EXTRACTED TEXT —

Gratz PP, El-Koussy M, Hsieh K, von Arx S, Mono ML, Heldner MR, et al. Preexisting Cerebral Microbleeds on Susceptibility-Weighted Magnetic Resonance Imaging and Post-Thrombolysis Bleeding Risk in 392 Patients. Stroke. 2014
Deepa P. Bhupali, MD
Jung et al. explore the topic of whether cerebral microbleeds (CMB) increase the risk of hemorrhage after receiving IV tPA or endovascular reperfusion therapy. Specifically, they used pre-treatment susceptibility-weighted MR to identify CMB and then reimaged patients after they had IV thrombolysis, endovascular therapy, or IV thrombolysis followed by endovascular therapy. They found that CMB detected on pretreatment SWI did not increase the risk for symptomatic or asymptomatic intracerebral hemorrhage.
There have been a few studies that have looked at the relationship between CMB, thrombolysis and the risk of ICH. The data are not consistent and, at this point, do not affect our decision making process when considering patients for thrombolysis. The research by Jung’s team is thoughtful but has largely left the issue of CMB and post-thrombolysis ICH unresolved. As the authors point out, one of the major limiting factors of their work was the fact that it was underpowered which leads to somewhat inconclusive information. Furthermore, their data suggest that even if there is a risk, whatever that risk may be, it is too small to change our approach to thrombolysis.
Regarding post-thrombolysis hemorrhage, we know that in addition to the thrombolytic therapy, risk factors for clinically significant hemorrhagic transformation are stroke size, stroke severity and age. It is difficult to know what to make of CMB; however, for now, it is clear that they should not influence our decisions regarding thrombolytic therapy in the acute stroke setting.

EXERCISE BRIEF — Write out the passage of the microbleed commentary verbatim, starting with "There have been" and going on through "approach to thrombolysis.".

LISTED ENTRIES —
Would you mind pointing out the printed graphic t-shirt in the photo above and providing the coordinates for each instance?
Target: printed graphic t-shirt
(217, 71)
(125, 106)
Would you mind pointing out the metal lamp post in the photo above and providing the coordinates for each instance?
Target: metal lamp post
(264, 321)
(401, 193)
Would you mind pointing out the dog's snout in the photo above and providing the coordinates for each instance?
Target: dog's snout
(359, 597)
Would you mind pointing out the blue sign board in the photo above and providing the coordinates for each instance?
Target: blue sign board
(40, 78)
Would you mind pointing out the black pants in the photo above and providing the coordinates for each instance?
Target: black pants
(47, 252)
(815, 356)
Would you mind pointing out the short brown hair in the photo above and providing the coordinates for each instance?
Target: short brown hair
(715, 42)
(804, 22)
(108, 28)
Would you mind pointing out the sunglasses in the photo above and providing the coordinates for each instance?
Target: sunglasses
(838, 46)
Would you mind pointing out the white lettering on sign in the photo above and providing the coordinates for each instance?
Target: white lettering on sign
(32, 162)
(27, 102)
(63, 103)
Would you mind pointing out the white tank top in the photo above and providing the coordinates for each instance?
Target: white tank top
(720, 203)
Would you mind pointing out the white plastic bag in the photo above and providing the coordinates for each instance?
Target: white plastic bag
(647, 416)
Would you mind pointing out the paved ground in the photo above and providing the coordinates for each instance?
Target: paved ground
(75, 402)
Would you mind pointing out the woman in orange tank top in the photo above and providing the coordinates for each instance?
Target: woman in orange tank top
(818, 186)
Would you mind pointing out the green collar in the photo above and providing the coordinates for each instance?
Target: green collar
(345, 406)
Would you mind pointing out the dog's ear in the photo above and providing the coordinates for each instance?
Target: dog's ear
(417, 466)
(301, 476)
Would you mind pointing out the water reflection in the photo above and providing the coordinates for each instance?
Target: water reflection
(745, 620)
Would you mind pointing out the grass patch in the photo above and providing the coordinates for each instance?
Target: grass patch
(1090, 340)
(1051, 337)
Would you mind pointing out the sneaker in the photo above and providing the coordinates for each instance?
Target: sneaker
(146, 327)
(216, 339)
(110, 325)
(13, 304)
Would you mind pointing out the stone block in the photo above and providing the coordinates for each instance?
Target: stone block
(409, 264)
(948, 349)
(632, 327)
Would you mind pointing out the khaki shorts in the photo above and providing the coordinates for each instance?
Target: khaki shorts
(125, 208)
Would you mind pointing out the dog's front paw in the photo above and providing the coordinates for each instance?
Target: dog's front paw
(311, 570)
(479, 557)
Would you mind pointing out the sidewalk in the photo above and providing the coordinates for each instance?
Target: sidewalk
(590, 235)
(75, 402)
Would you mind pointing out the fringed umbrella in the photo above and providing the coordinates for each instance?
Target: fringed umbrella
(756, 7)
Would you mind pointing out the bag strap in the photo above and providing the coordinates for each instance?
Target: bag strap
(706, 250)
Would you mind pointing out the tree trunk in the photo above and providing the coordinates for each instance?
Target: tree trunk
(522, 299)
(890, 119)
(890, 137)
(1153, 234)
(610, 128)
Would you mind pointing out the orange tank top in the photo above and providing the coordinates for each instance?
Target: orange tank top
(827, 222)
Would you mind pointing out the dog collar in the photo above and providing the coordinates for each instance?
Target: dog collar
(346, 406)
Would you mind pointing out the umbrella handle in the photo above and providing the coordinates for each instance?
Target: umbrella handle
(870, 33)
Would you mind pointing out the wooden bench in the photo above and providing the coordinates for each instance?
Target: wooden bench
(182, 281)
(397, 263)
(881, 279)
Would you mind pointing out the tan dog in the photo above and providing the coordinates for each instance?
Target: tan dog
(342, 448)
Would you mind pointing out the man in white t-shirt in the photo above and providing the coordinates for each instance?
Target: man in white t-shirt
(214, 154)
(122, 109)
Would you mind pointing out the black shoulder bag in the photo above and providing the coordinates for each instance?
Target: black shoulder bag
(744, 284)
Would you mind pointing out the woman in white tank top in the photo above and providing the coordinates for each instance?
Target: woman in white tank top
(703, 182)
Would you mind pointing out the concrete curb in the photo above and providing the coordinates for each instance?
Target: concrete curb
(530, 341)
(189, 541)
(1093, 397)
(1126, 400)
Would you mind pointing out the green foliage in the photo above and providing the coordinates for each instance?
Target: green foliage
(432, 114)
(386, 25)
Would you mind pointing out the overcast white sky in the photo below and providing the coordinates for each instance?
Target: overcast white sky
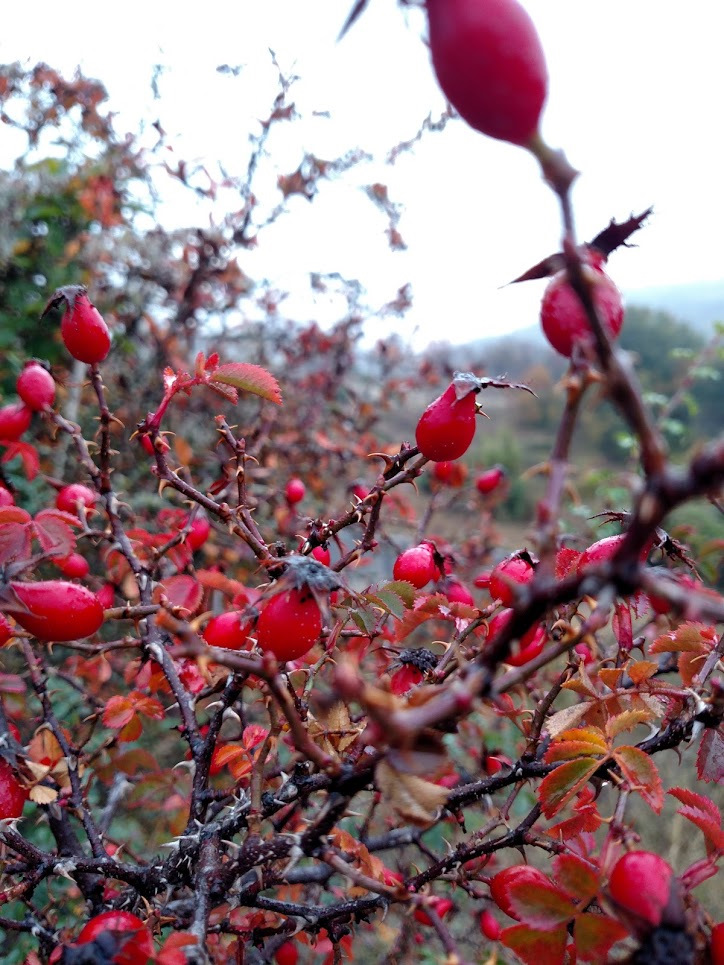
(635, 100)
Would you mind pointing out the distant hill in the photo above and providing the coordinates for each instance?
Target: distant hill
(699, 304)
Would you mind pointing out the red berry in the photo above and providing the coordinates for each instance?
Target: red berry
(58, 610)
(716, 948)
(322, 555)
(295, 491)
(228, 630)
(515, 571)
(135, 943)
(6, 630)
(640, 883)
(489, 925)
(562, 315)
(84, 332)
(489, 480)
(500, 883)
(35, 386)
(69, 497)
(199, 532)
(456, 592)
(74, 566)
(439, 905)
(416, 566)
(286, 954)
(447, 425)
(289, 624)
(12, 793)
(490, 65)
(14, 421)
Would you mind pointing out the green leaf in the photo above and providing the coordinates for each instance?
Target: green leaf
(558, 787)
(640, 771)
(249, 378)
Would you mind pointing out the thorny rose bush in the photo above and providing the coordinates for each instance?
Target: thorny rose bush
(222, 742)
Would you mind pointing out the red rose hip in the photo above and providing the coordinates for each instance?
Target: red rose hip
(490, 64)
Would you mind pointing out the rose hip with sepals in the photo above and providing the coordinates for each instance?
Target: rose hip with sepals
(15, 419)
(514, 571)
(447, 426)
(563, 317)
(56, 610)
(416, 565)
(490, 64)
(35, 386)
(82, 327)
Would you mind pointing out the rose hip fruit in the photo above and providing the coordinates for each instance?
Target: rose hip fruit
(563, 318)
(84, 331)
(57, 610)
(14, 421)
(490, 64)
(447, 426)
(35, 386)
(416, 566)
(289, 624)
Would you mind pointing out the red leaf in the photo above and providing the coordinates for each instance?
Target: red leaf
(640, 771)
(540, 905)
(536, 947)
(118, 711)
(558, 787)
(710, 759)
(249, 378)
(575, 876)
(595, 935)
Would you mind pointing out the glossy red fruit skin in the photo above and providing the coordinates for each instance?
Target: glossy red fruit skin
(640, 883)
(138, 947)
(519, 873)
(228, 630)
(58, 610)
(416, 566)
(35, 386)
(75, 566)
(563, 318)
(506, 575)
(84, 332)
(489, 480)
(447, 426)
(286, 954)
(15, 419)
(716, 947)
(490, 64)
(295, 491)
(12, 794)
(289, 624)
(489, 925)
(69, 496)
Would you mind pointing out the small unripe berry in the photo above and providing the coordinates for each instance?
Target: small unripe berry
(295, 491)
(69, 497)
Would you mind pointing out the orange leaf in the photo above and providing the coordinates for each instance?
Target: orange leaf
(249, 378)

OUTPUT FOR THIS EXERCISE —
There have been a few studies that have looked at the relationship between CMB, thrombolysis and the risk of ICH. The data are not consistent and, at this point, do not affect our decision making process when considering patients for thrombolysis. The research by Jung’s team is thoughtful but has largely left the issue of CMB and post-thrombolysis ICH unresolved. As the authors point out, one of the major limiting factors of their work was the fact that it was underpowered which leads to somewhat inconclusive information. Furthermore, their data suggest that even if there is a risk, whatever that risk may be, it is too small to change our approach to thrombolysis.